### Request a
Summarize the passage on Dubingiai Castle in two sentences.

* start Text segment *

Dubingiai Castle was a residential castle in Dubingiai, Molėtai district, Lithuania.

The first masonry castle was constructed by Vytautas, Grand Duke of Lithuania, in 1412-1413 on an island, now a peninsula, in Lake Asveja in order to secure the capital Vilnius from attacks from Livonia. No accounts concerning the architecture of Vytautas' castle have survived. It was acquired by Jerzy Radziwiłł prior to 1508. He constructed a new palace in the Renaissance style in the first half of the 16th century. After the death of Jerzy, his son Mikolaj "the Red" inherited the property, causing the town nearby to become an important hub for the Reformation in Lithuania. Barbara Radziwiłł spent five months in the castle after her marriage to Sigismund Augustus in 1547. The palace used to be one of the most luxurious residences in the Duchy, lagging not much behind the Royal Palace. Dubingiai Castle was the main seat of the Biržai-Dubingiai line of the Radziwiłł family until the second half of the 17th century, when it was transferred to Biržai Castle.

* end Text segment *

### Request b
How many lines of the records contain the string "fish"? Case counts; give only the number.

* start Material for the task *

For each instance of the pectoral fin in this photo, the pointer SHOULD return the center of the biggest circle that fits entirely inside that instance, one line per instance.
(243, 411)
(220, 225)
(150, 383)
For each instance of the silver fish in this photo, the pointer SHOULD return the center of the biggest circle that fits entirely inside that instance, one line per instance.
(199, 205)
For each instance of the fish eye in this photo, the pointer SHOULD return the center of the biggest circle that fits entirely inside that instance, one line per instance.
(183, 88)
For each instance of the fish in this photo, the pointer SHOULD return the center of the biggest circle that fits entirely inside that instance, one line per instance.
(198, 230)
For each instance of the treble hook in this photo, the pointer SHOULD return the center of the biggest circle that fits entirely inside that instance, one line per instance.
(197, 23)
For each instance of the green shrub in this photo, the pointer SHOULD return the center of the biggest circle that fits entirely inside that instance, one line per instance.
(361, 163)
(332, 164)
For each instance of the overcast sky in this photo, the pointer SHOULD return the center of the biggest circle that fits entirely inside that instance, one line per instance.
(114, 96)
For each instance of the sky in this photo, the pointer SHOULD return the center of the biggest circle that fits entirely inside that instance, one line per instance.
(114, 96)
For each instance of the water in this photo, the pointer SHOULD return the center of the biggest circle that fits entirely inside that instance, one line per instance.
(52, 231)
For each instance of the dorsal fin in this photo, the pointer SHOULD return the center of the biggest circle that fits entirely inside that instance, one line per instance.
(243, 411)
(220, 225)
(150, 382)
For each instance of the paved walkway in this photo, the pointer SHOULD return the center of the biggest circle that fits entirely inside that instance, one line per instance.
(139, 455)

* end Material for the task *

### Exercise response a
Dubingiai Castle in Lithuania was first built in masonry by Vytautas in 1412-1413 on an island in Lake Asveja to protect Vilnius from attacks from Livonia. Jerzy Radziwiłł acquired it before 1508 and built a Renaissance palace there, and it remained the main seat of the Biržai-Dubingiai line of the Radziwiłł family until the second half of the 17th century.

### Exercise response b
3